▶ TASK TO COMPLETE: Down to the final line, write out the data below exactly.

▶ Records from a dataset:
[Start of section]
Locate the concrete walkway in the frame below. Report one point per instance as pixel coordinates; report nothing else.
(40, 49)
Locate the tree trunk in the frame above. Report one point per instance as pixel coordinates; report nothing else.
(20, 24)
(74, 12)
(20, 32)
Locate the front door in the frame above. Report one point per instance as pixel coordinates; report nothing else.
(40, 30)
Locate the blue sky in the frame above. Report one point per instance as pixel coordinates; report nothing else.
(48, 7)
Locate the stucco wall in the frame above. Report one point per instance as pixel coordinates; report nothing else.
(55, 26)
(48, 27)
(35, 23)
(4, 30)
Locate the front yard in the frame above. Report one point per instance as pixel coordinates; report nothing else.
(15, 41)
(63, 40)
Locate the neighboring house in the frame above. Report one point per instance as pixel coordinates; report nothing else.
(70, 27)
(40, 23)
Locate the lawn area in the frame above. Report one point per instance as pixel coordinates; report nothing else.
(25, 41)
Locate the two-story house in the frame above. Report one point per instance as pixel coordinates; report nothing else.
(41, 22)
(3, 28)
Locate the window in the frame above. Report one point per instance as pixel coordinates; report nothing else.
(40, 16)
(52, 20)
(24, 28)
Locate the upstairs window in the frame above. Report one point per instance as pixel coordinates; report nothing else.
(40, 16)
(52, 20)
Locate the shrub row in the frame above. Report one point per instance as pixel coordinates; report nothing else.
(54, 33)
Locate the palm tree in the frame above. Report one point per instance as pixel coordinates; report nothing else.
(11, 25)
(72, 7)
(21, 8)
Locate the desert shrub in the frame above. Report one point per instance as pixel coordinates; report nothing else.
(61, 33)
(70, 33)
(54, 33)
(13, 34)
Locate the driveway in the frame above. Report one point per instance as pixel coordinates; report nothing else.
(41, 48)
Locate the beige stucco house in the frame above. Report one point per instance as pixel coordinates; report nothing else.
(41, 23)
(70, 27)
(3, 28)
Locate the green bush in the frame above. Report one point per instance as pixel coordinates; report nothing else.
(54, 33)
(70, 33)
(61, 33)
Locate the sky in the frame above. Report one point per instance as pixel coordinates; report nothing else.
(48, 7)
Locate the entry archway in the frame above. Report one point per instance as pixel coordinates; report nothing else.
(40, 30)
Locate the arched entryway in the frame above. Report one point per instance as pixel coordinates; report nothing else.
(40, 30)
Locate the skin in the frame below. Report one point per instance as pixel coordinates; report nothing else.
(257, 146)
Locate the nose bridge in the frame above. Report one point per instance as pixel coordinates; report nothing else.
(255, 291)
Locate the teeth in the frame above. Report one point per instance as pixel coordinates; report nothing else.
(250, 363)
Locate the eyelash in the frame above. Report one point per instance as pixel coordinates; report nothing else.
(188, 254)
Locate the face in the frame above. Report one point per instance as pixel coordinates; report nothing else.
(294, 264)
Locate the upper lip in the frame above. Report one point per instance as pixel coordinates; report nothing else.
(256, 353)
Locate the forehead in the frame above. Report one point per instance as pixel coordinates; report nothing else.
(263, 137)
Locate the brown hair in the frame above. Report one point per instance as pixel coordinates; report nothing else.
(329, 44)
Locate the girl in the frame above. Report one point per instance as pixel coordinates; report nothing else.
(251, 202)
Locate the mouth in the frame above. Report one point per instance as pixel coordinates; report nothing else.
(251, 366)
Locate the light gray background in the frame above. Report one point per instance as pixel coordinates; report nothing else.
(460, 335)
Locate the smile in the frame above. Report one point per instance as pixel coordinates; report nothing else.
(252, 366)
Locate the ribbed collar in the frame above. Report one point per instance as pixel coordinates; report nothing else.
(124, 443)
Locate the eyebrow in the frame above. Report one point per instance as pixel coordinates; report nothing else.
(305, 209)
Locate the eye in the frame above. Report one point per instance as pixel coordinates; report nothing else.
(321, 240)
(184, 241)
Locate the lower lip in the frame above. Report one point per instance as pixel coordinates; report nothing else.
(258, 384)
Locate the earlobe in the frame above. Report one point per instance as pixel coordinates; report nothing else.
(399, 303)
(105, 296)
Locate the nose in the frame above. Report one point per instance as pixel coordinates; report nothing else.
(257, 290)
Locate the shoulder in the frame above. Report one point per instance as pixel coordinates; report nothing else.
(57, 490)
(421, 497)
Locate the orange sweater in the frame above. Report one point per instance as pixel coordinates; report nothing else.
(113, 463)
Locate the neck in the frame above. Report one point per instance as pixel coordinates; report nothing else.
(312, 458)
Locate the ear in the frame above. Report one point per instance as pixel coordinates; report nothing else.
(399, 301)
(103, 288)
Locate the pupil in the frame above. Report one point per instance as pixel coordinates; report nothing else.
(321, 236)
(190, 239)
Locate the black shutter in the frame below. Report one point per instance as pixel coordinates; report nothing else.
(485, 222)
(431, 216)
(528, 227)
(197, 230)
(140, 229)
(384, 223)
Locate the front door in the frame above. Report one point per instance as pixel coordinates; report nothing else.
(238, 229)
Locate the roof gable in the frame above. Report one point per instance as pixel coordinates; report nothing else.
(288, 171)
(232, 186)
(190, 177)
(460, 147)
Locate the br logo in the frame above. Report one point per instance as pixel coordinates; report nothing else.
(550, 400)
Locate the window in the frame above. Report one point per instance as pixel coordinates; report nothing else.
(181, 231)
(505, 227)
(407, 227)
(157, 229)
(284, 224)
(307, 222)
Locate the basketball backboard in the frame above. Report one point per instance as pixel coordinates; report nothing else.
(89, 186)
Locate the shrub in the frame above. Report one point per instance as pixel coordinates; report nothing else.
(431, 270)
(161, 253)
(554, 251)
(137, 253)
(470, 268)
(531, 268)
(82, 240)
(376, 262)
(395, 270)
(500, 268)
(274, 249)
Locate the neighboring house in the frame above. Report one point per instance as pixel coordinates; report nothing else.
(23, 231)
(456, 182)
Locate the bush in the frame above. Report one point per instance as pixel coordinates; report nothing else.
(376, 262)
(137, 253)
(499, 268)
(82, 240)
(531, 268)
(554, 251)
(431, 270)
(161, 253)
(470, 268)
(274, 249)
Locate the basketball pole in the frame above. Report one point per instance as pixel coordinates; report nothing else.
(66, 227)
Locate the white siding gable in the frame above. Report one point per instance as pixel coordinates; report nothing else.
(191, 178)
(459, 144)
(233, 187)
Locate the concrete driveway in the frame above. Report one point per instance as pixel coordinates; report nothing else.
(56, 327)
[End of section]
▶ ANSWER BOX:
Locate the concrete walkway in the frame below. Report one point per instance as pixel coordinates; report nothing else.
(40, 49)
Locate the tree trunk in the frame above. Report one point per instance as pixel coordinates; report nothing else.
(20, 24)
(74, 12)
(20, 32)
Locate the front door in the frame above. Report one point per instance as pixel coordinates; report nothing else.
(40, 30)
Locate the blue sky in the frame above. Report one point per instance as pixel coordinates; report nothing else.
(48, 7)
Locate the stucco wall in the frame above. Report one point per instance as pixel coordinates; report nothing else.
(55, 26)
(48, 27)
(35, 23)
(4, 30)
Locate the front yard in the frame above. Report one point per instance as pixel coordinates; report nothing else.
(15, 41)
(63, 40)
Locate the neighboring house in the frame above. Report one point per instance as pixel coordinates; report nothing else.
(70, 27)
(40, 23)
Locate the lawn area in the frame above. Report one point per instance as pixel coordinates; report nothing else.
(25, 41)
Locate the two-story house in the frame above. Report one point per instance as pixel coordinates; report nothing else.
(41, 22)
(3, 28)
Locate the window in the frame above. Report one point per instance as pixel coordinates; report nothing else.
(40, 16)
(52, 20)
(24, 28)
Locate the upstairs window in the frame above. Report one point per instance as pixel coordinates; report nothing else.
(40, 16)
(52, 20)
Locate the shrub row in the frame above. Report one point per instance as pixel coordinates; report nothing else.
(54, 33)
Locate the palm tree in the frame above. Report one point per instance as pixel coordinates; report nothing else.
(11, 25)
(72, 7)
(21, 8)
Locate the desert shrub in the frame above. Report one point per instance as pixel coordinates; report nothing else.
(61, 33)
(70, 33)
(54, 33)
(13, 34)
Locate the driveway in the frame above. Report one point per instance as pixel coordinates; report nothing else.
(41, 48)
Locate the beige stucco house in the frame above. Report one point per instance as pixel coordinates; report nothing else.
(41, 23)
(70, 27)
(3, 28)
Locate the green bush in the frame above. Report one point per instance as pixel coordinates; report nothing else.
(54, 33)
(70, 33)
(61, 33)
Locate the sky in the frame above. Report one point per instance as pixel coordinates; report nothing else.
(48, 7)
Locate the entry archway in the frame above. Report one point per instance as pixel coordinates; report nothing else.
(40, 30)
Locate the arched entryway in the frame above. Report one point per instance as pixel coordinates; report nothing else.
(40, 30)
Locate the skin in the frame below. Report one point per instance as pixel coordinates; report nothing else.
(257, 146)
Locate the nose bridge in the frame above. Report one point per instance as pixel coordinates; report nothing else.
(255, 291)
Locate the teeth in the frame above. Report one point per instance as pixel coordinates; report nothing else.
(250, 363)
Locate the eyelash in the frame above. Report one point per instance as pixel coordinates; report nothing else.
(188, 254)
Locate the face in the frame above. Report one point per instance as pixel coordinates; report nothing else.
(294, 264)
Locate the upper lip in the frame above. Report one point per instance as pixel coordinates; report nothing else.
(256, 353)
Locate the forehead in the frame above. Report one point per instance as pixel coordinates; report nothing else.
(263, 137)
Locate the brown hair in the frame above. Report one point per instance as pixel coordinates; report nothing else.
(329, 44)
Locate the girl in the frame above. Report one point per instance as pixel coordinates; report nothing else.
(251, 202)
Locate the mouth in the frame above. Report one point per instance as pixel coordinates; report nothing else.
(251, 366)
Locate the light gray background in the frame above. Report one point per instance as pixel coordinates; report nothing else.
(460, 335)
Locate the smile in the frame above. Report one point per instance as pixel coordinates; report nothing else.
(252, 366)
Locate the ribbed collar in the frame above. Report one point per instance as pixel coordinates; report nothing else.
(124, 443)
Locate the eyebrow in the frame above. Report one point per instance as pixel coordinates; report nothing else.
(305, 209)
Locate the eye in the frame above. Report one point per instance as pixel coordinates; report nothing else.
(321, 240)
(184, 241)
Locate the lower lip in the frame above. Report one point per instance as pixel coordinates; report nothing else.
(258, 384)
Locate the earlobe in the frame above. Report one point per instance as pixel coordinates; report nothing else.
(399, 303)
(105, 296)
Locate the nose in the frame above. Report one point per instance as pixel coordinates; report nothing else.
(257, 290)
Locate the shoulder in the frame above. Report one point per instance as pixel coordinates; report nothing else.
(57, 490)
(421, 497)
Locate the orange sweater in the frame above. Report one point per instance as pixel coordinates; report nothing else.
(113, 463)
Locate the neck in the frame above. Report one point per instance as pixel coordinates; report nothing else.
(312, 458)
Locate the ear in the frame above. Report one point per instance as pixel coordinates; report nothing else.
(399, 301)
(103, 288)
Locate the pupil in the frame above. Report one point per instance as pixel coordinates; report nothing else.
(321, 236)
(190, 239)
Locate the black shutter in the frame below. Report one point per instance as pixel coordinates; report nothing else.
(485, 222)
(431, 216)
(528, 227)
(197, 230)
(140, 229)
(384, 223)
Locate the front door in the frame above. Report one point per instance as pixel coordinates; report nothing else.
(238, 229)
Locate the roof gable in the frame above. Report one point per instance as pixel coordinates; report nothing else.
(288, 171)
(232, 186)
(190, 177)
(460, 147)
Locate the br logo in the frame above. Report one point per instance as pixel coordinates; report nothing else.
(550, 400)
Locate the window in the frame above. Report one point per instance as pixel coordinates; report nothing else.
(181, 231)
(505, 227)
(407, 227)
(157, 229)
(284, 224)
(307, 222)
Locate the basketball backboard in the frame above. Report one point per instance as pixel coordinates; report nothing else.
(89, 186)
Locate the shrub in the frame above. Report one point per instance as pixel coordinates; report nothing else.
(431, 270)
(161, 253)
(554, 251)
(137, 253)
(470, 268)
(531, 268)
(82, 240)
(376, 262)
(395, 270)
(500, 268)
(274, 249)
Locate the neighboring house in the frame above. Report one point per instance as pixel coordinates; report nothing else.
(23, 231)
(456, 182)
Locate the bush in the frame above. Report one point per instance as pixel coordinates; report nothing else.
(376, 262)
(137, 253)
(499, 268)
(82, 240)
(531, 268)
(554, 251)
(431, 270)
(161, 253)
(470, 268)
(274, 249)
Locate the basketball pole in the frame above. Report one point per instance as pixel coordinates; report nothing else.
(66, 227)
Locate the white siding gable in the frame above. Report one point per instance as pixel coordinates; report nothing else.
(191, 178)
(459, 144)
(233, 187)
Locate the concrete driveway in the frame above. Report one point per instance as pixel coordinates; report nothing else.
(56, 327)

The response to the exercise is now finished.